> EXERCISE OBJECTIVE: In the part that opens with the line containing "# test: identify the gray backpack" and closes with the line containing "(1121, 731)", swap "identify" for "locate" and write out only those lines, with everything else unchanged.

Records in a dataset
■ ■ ■ ■
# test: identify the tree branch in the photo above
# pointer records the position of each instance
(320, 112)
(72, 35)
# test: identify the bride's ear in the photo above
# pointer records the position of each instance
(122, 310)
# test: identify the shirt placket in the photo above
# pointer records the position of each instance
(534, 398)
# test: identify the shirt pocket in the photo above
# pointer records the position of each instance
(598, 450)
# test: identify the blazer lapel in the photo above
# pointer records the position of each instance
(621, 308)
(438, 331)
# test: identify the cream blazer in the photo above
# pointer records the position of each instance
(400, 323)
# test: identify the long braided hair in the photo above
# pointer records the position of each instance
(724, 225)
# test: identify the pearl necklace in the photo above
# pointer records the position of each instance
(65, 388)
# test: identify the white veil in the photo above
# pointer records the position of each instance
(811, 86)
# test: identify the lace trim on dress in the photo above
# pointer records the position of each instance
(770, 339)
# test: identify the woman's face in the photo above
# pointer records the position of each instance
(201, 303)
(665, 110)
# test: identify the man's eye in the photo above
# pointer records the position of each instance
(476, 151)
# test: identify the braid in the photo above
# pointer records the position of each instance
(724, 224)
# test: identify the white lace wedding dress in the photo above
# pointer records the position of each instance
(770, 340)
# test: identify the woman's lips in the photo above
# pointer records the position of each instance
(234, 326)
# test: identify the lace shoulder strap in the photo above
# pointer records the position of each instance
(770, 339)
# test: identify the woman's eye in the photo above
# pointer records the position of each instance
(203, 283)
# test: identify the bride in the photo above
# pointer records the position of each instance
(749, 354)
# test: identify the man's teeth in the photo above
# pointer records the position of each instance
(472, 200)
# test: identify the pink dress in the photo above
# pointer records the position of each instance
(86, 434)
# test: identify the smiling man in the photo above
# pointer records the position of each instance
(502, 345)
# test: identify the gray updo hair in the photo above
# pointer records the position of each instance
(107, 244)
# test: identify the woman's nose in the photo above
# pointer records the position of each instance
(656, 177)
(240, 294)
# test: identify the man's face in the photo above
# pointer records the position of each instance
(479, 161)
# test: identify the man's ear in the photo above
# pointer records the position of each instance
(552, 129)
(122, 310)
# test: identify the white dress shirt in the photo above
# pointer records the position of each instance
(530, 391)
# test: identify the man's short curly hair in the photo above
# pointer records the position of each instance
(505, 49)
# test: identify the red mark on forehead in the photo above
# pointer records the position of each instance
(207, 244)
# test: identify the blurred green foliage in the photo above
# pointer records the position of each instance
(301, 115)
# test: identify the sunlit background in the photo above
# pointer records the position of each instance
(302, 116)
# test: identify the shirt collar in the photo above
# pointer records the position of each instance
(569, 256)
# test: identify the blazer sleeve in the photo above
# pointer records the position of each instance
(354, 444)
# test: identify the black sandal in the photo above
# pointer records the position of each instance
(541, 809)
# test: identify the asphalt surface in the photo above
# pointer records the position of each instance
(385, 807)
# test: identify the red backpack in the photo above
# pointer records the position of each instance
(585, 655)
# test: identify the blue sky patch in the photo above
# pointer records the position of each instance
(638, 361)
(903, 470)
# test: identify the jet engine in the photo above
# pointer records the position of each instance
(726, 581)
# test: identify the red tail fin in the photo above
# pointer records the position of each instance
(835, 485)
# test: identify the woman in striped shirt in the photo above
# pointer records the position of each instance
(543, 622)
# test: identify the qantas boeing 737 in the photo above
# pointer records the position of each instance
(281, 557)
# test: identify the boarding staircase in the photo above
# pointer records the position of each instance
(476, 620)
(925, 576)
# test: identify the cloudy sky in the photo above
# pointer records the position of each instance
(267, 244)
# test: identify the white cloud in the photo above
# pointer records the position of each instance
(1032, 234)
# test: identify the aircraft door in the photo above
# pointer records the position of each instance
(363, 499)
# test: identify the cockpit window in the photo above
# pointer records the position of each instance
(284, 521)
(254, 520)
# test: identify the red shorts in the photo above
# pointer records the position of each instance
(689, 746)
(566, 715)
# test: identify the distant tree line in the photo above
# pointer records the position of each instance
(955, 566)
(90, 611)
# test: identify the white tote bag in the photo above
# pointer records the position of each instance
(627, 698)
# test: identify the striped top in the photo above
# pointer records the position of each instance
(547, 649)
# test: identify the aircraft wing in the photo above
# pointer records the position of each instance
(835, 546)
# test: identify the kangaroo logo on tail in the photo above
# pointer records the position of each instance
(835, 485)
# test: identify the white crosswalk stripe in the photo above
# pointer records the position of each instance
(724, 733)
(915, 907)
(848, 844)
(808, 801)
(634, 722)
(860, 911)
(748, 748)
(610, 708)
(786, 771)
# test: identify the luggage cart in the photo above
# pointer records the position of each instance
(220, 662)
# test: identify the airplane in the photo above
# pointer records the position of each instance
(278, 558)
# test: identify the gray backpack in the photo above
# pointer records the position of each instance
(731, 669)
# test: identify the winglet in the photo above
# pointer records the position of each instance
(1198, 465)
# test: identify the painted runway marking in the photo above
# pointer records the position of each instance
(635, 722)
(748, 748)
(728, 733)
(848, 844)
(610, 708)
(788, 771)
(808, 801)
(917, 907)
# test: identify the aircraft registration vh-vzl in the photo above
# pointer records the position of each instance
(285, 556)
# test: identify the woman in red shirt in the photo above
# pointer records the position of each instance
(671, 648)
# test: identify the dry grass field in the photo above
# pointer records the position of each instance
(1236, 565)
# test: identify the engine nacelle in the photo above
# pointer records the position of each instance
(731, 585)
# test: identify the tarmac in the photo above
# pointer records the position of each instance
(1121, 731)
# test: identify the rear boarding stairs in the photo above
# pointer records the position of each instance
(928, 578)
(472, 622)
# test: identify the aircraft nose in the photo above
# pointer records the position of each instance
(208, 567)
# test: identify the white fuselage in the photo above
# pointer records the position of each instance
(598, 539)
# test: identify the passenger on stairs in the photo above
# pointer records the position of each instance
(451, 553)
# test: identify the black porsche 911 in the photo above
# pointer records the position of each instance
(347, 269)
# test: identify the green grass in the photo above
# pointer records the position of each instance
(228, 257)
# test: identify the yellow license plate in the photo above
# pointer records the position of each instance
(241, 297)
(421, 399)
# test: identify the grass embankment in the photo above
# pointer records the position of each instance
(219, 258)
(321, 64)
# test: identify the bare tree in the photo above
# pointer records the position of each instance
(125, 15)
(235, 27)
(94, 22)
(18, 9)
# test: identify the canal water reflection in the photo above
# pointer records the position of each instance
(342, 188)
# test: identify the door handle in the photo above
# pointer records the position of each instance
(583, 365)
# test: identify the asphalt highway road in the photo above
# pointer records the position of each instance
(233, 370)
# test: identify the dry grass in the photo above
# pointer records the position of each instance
■ ■ ■ ■
> TASK RESULT:
# test: locate the gray backpack in the photo above
# pointer records the position of each instance
(731, 669)
# test: locate the winglet in the photo above
# pointer records the position of each instance
(1198, 465)
# test: locate the painted runway marking in the photo above
# pointer records the position of each instance
(635, 722)
(748, 748)
(728, 733)
(848, 844)
(610, 708)
(788, 771)
(808, 801)
(917, 907)
# test: locate the aircraft registration vh-vzl in the photo above
# pointer records the position of each instance
(285, 556)
# test: locate the woman in red shirt in the photo above
# pointer records the position of each instance
(671, 648)
# test: locate the dry grass field in the photo above
# pointer records the position of each instance
(1236, 565)
# test: locate the engine nacelle in the photo above
# pointer records the position of each instance
(731, 585)
# test: locate the tarmac in the photo above
# pointer records the position of each instance
(1121, 731)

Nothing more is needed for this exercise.